READING TEXT
========================

This month has brought a few articles my way about cooking, eating, and growing up with food. The first is Mark Bittman’s New York Time’s article “Getting Your Kids to Eat (or at Least Try) Everything.” The second a series on Epicurious about cooking after baby, chronicling learnings from some of my favorites, include Smitten Kitchen author and the Wednesday Chef. Even Cooking Light took time this month to touch on the relationship we have to cooking.

Which go me thinking…I’d love to hear from you. Why do you cook? What is your history with cooking? Eating? And then the proverbial question, do we eat to live or live to eat?

 

Stuffed Peppers | Kitchen Notes and other Sundries

We had a bit of a scare last night. Casey woke me up at 3:30 am, unable to find our dear sweet Lyla. The screen door to the balcony was open and she was no where in the house. Frantically, I looked over the edge of the balcony for sights I don’t even want to think of, but instead I heard her distinctive “where the hell is everyone?” meow. We found her, puffed up to double her size, on our downstairs neighbors porch. After much and continued worrying (plus one call to the 24 hour vet), we seem to be doing okay. Lyla is her joyous self, all her functions seem to be working, and she probably thinks she just went on the adventure of a lifetime. In fact, she’s currently supervising the writing of this post from her standard perch between keyboard and computer screen.

If you’ve had a similarly harrowing night, these stuffed peppers may help out. Hearty and comforting. Mostly healthy. Flavorful and packed with fresh veggies and herbs.

========================

(Shape annotation entries)
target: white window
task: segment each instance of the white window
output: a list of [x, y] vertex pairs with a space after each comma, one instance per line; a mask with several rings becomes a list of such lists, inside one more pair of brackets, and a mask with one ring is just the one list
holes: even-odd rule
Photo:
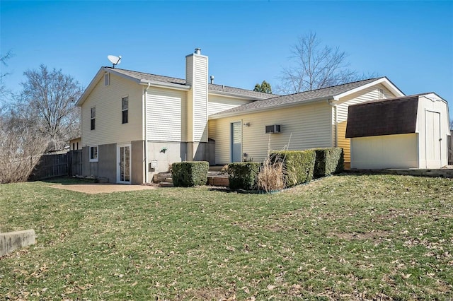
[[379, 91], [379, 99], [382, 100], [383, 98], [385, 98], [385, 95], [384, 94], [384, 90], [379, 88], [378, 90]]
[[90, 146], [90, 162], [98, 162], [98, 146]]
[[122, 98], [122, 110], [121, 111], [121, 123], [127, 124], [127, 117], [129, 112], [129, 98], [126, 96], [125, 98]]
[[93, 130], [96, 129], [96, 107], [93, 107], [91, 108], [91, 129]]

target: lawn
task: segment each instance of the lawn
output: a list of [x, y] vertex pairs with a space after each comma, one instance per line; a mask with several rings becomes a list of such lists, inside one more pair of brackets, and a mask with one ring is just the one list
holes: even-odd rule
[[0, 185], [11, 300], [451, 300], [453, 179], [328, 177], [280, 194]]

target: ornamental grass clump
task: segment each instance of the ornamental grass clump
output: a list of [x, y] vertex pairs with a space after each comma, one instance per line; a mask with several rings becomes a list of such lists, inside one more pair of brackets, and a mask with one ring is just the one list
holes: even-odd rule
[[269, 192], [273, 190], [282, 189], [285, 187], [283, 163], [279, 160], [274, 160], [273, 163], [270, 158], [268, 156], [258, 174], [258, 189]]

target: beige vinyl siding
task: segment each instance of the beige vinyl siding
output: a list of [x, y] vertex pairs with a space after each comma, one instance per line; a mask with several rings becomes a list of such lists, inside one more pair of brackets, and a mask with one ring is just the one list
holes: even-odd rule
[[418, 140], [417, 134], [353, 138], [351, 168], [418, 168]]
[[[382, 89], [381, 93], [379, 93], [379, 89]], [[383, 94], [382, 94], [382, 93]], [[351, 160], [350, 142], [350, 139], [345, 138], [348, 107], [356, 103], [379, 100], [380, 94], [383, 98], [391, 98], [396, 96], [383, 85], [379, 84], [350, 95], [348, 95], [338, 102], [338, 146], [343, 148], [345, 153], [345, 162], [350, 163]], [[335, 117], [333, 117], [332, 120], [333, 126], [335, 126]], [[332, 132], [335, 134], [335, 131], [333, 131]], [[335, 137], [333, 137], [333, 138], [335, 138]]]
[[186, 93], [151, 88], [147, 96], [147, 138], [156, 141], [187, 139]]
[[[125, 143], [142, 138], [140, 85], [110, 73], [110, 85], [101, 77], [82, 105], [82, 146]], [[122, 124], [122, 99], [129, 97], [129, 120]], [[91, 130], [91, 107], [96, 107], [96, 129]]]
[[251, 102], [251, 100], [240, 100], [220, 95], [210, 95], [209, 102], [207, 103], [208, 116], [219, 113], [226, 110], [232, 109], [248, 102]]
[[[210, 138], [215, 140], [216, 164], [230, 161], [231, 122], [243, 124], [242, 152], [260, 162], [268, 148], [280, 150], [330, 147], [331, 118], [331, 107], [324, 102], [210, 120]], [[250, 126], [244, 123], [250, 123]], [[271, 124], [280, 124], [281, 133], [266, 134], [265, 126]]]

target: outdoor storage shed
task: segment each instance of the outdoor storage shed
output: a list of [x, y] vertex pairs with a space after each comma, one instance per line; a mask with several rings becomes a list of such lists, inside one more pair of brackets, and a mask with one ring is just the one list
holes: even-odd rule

========================

TASK TO CARRY OUT
Decide whether each statement agrees with the blog post, answering yes or no and quoting the deciding words:
1. Casey woke the writer at 3:30 am.
2. Lyla was found on the writer's own balcony.
3. The writer phoned a 24 hour vet.

OUTPUT OF THE TASK
1. Yes: "Casey woke me up at 3:30 am, unable to find our dear sweet Lyla."
2. No: "We found her, puffed up to double her size, on our downstairs neighbors porch."
3. Yes: "plus one call to the 24 hour vet"